## EXERCISE OBJECTIVE
Rewrite the stretch of entries from the line containing "to detect coat" through the line containing "left=0, top=247, right=702, bottom=467" as a numbered list, leaving out any blank lines.

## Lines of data

________________________

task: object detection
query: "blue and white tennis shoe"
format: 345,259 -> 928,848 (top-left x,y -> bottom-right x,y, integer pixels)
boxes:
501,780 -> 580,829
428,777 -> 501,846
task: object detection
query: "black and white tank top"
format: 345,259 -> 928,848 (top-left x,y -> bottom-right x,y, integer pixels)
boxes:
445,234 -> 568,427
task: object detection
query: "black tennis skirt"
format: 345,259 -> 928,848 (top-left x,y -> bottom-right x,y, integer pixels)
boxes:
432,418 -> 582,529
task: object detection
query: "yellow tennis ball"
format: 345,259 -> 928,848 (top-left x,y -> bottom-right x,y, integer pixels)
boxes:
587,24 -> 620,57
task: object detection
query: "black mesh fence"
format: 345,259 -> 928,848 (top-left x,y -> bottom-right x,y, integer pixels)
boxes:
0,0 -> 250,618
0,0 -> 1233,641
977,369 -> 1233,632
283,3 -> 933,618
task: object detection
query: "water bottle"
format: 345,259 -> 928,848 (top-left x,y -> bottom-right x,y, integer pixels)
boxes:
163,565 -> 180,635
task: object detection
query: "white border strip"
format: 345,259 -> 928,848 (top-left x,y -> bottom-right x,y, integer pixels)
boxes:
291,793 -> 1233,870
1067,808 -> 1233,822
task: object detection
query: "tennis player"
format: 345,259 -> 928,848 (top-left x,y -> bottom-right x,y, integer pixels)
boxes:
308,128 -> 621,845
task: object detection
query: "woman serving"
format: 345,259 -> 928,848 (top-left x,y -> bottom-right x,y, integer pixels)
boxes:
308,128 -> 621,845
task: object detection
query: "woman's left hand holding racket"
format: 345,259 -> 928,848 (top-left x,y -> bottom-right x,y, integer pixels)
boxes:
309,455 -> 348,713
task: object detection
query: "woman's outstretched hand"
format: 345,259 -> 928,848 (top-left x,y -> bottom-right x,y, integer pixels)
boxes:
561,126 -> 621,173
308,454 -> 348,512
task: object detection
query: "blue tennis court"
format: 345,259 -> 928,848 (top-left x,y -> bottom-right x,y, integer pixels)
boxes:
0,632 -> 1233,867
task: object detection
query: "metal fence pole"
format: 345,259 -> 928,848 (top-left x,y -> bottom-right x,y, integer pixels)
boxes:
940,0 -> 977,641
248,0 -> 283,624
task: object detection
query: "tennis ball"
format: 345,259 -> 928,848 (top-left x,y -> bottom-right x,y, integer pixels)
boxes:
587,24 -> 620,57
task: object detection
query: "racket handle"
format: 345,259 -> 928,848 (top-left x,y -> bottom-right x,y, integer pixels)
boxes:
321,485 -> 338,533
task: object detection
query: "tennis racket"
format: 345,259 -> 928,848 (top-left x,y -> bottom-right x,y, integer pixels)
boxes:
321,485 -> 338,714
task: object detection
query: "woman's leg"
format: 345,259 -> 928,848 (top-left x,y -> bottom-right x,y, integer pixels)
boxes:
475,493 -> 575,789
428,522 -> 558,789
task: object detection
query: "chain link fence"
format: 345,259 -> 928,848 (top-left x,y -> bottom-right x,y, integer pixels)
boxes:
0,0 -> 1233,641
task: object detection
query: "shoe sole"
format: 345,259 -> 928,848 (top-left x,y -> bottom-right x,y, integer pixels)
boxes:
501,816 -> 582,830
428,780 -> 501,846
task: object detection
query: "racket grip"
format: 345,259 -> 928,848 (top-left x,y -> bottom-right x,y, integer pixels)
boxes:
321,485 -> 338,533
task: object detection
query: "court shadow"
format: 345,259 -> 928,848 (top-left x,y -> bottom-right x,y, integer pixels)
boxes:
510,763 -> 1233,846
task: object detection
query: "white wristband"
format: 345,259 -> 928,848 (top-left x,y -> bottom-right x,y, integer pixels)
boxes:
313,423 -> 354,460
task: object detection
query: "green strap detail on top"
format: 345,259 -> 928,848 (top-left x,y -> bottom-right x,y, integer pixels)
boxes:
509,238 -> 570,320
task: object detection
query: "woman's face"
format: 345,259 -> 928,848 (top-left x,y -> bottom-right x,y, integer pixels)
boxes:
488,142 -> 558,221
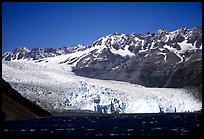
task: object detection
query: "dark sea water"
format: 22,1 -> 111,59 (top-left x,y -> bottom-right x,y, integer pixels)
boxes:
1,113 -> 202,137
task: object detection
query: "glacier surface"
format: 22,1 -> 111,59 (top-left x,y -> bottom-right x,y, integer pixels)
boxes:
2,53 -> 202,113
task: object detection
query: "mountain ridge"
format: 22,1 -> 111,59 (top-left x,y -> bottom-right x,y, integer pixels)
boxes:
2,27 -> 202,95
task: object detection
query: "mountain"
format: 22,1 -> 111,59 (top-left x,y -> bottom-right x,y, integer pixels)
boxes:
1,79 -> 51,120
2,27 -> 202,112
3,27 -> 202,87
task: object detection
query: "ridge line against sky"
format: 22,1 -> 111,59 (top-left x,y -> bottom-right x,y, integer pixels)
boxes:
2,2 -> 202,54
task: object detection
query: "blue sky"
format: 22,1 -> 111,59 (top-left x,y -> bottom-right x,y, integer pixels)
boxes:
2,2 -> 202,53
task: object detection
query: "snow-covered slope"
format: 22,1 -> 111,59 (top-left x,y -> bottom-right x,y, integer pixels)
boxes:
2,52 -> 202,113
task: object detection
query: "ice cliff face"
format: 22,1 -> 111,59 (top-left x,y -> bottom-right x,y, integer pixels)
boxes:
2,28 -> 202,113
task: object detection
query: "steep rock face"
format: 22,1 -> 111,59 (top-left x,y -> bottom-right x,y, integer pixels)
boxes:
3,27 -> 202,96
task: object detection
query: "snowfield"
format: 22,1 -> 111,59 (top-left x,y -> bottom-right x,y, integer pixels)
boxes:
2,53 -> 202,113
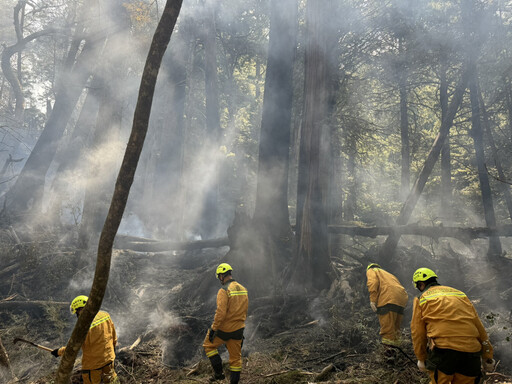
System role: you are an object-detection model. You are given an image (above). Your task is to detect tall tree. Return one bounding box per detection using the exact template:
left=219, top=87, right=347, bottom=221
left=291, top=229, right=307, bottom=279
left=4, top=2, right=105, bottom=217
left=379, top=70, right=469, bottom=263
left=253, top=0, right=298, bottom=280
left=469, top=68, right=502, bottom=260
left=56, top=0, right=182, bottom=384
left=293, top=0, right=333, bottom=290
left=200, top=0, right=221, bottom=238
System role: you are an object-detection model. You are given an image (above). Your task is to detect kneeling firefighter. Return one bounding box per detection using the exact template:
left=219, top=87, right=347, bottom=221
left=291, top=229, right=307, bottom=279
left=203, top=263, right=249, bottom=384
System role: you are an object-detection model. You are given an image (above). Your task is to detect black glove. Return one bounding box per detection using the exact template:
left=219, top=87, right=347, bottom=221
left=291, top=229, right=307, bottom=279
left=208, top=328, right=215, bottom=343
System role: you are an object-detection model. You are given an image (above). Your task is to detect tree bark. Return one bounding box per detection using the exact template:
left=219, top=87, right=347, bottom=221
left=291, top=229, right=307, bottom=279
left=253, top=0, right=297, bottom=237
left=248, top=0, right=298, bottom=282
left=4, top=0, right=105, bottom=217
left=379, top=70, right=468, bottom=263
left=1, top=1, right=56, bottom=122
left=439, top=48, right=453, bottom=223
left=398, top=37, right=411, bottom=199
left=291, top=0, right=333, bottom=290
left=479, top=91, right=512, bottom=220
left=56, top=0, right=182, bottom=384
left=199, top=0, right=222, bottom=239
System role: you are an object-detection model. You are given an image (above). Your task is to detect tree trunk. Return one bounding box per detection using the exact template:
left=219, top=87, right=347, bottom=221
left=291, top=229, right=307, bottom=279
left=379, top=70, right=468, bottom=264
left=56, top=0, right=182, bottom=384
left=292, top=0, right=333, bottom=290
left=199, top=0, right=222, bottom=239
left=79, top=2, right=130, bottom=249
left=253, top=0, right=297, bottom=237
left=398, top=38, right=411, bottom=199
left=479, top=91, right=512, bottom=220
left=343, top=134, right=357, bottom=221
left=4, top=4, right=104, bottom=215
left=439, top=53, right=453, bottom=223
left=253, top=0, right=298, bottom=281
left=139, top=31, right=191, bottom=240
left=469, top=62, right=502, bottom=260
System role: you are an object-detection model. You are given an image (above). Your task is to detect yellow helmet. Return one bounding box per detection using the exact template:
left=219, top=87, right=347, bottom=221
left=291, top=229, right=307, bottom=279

________________________

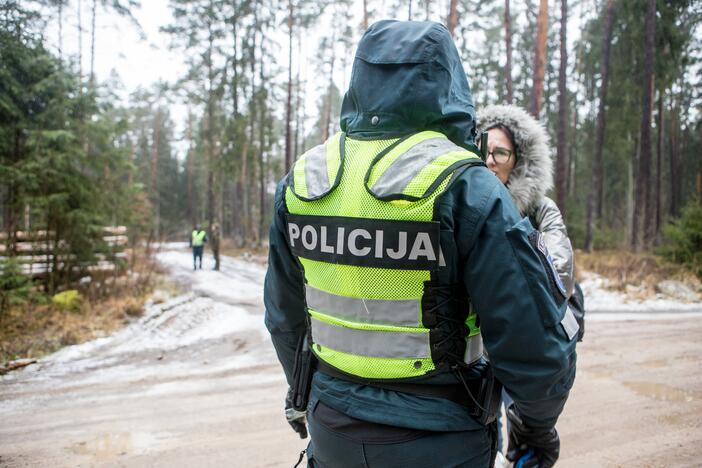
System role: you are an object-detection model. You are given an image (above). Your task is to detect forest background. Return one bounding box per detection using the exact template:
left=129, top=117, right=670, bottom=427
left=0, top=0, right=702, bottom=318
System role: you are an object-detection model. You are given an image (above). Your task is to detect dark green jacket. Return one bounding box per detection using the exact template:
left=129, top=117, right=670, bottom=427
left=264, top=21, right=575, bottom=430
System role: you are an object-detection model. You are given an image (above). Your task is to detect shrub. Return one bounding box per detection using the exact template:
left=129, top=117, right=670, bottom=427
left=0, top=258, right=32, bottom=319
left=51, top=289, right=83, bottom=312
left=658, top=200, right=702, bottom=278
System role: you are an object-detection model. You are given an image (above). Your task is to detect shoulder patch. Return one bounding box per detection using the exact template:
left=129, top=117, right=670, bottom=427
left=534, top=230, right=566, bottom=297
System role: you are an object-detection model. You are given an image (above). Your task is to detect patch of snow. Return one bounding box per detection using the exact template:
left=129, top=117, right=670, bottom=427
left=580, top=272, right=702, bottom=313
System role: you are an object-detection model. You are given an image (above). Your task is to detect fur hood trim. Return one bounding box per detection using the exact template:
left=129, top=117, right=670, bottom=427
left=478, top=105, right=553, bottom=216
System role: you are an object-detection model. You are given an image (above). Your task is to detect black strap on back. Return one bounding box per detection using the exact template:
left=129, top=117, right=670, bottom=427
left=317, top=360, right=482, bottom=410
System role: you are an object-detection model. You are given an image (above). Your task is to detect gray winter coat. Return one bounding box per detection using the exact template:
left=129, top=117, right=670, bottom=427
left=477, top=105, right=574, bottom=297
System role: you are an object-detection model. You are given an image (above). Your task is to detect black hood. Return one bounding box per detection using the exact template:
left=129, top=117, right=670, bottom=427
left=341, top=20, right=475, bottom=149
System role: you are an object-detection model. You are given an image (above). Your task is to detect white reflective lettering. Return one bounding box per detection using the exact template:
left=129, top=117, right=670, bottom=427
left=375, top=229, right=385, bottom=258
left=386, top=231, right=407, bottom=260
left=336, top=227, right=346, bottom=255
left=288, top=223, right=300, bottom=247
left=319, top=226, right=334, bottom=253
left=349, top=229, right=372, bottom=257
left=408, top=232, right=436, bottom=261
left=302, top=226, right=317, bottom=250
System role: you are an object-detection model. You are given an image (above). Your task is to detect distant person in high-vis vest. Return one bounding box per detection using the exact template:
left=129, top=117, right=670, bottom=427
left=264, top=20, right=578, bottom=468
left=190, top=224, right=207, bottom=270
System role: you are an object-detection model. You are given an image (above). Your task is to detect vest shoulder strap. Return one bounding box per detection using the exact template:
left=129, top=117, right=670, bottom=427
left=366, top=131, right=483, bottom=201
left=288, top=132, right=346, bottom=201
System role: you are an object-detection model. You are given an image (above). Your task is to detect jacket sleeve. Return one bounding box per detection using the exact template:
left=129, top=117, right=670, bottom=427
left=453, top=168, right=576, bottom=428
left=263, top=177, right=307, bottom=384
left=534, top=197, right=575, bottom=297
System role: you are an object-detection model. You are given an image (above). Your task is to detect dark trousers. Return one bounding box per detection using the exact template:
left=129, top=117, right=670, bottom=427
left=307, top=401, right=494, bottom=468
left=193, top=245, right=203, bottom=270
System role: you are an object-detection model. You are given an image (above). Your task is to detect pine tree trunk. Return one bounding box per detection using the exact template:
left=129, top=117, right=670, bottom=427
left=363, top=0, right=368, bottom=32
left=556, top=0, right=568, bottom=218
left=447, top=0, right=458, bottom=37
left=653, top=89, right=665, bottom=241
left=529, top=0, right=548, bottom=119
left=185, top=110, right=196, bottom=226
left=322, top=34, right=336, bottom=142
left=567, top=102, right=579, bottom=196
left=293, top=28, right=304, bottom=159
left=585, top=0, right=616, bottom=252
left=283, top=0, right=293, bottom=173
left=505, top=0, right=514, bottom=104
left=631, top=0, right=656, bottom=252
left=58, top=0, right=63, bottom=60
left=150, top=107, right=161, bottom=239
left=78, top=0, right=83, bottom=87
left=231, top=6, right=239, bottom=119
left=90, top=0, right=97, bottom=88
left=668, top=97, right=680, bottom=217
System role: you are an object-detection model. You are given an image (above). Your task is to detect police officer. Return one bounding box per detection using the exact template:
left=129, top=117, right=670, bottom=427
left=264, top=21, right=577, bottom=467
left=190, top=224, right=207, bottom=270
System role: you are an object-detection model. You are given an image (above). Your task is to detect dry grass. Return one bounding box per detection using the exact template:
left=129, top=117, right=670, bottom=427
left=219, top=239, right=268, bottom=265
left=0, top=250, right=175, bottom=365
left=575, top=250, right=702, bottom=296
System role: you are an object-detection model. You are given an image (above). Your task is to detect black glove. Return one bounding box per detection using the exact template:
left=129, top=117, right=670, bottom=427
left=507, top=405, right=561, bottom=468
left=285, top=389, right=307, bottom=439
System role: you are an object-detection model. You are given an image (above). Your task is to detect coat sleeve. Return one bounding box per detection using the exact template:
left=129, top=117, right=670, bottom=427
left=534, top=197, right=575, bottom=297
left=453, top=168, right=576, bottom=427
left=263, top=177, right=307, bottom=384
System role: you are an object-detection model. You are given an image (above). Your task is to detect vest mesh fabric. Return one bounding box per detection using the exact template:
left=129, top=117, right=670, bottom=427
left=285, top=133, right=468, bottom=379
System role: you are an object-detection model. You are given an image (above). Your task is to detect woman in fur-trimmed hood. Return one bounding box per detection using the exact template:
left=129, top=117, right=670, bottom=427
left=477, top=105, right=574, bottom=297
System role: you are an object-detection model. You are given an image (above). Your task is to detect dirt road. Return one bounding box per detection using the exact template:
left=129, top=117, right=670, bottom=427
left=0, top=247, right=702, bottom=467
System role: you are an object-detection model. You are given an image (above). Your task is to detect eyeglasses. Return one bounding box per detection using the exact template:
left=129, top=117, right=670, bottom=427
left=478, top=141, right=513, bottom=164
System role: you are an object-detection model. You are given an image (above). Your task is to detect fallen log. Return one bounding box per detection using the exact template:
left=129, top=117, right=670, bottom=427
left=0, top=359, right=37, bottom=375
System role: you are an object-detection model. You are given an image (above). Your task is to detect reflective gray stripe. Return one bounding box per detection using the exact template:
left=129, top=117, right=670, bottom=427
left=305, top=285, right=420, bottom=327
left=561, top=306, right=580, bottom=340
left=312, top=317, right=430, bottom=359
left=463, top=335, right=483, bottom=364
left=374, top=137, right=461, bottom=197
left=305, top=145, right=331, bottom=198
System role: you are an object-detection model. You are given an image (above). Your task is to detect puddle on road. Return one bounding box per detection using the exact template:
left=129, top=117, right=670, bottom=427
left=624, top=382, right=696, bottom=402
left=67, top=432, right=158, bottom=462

________________________

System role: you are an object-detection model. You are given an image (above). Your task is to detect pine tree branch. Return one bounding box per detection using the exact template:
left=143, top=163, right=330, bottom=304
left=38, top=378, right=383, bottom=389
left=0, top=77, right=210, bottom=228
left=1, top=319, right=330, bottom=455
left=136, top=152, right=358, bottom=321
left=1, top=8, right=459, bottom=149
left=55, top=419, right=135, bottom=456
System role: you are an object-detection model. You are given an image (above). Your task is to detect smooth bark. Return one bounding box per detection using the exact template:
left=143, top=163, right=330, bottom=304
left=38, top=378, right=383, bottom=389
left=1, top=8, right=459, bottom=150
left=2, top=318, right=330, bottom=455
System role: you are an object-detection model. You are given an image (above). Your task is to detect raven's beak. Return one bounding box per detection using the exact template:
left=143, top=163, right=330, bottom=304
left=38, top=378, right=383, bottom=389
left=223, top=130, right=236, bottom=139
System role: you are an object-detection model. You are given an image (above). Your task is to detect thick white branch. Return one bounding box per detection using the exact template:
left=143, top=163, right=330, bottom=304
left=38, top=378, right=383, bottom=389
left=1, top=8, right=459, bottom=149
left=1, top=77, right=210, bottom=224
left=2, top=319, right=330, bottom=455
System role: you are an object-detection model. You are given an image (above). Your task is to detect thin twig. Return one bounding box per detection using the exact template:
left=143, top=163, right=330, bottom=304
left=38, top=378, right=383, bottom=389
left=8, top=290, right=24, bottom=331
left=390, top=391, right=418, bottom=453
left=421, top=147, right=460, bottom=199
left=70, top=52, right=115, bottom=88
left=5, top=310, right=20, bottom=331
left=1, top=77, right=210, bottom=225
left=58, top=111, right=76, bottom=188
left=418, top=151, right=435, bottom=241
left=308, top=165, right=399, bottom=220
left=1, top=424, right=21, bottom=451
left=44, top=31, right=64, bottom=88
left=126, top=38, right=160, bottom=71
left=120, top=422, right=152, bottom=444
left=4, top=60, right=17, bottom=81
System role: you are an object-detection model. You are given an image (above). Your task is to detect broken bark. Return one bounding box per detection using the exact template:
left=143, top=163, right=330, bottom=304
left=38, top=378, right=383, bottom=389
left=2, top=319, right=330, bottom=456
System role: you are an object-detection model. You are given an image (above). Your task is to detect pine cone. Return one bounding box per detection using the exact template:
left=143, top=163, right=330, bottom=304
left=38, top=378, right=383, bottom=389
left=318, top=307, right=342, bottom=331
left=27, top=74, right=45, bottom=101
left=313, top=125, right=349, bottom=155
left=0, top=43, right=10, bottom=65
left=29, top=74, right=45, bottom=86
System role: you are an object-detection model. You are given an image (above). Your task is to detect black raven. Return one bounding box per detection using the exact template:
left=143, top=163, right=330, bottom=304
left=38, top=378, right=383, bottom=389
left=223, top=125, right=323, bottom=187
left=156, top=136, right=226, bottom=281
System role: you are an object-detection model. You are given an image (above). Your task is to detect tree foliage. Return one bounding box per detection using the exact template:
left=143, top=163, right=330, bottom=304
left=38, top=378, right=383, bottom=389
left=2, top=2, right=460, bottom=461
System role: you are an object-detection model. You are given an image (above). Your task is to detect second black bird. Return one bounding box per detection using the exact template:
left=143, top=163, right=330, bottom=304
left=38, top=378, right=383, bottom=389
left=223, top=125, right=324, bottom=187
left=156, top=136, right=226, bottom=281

________________________

## PROBLEM SOLUTION
1. System role: you are an object-detection model. You are given an image (above). Your task is to detect coat sleeve. Return one bounding box per detection using the exact template:
2. left=129, top=117, right=670, bottom=427
3. left=534, top=197, right=575, bottom=297
4. left=453, top=168, right=576, bottom=427
5. left=263, top=177, right=307, bottom=384
6. System role: you are an object-detection model. You are given an image (above). Your task is to detect vest mesh fabric. Return one bounding box per detection using the exact template:
7. left=129, top=117, right=670, bottom=427
8. left=285, top=133, right=468, bottom=379
9. System role: you are an object-detection model. You are given an image (above). Your task is to detect woman in fur-trimmed hood. Return one bounding box per detection using the exact template:
10. left=129, top=117, right=670, bottom=427
11. left=477, top=105, right=574, bottom=297
12. System role: you are an object-detection model. You are given an image (above). Your task is to detect dirt road. Return one bounding box per detection using the exact template:
13. left=129, top=117, right=670, bottom=427
14. left=0, top=247, right=702, bottom=467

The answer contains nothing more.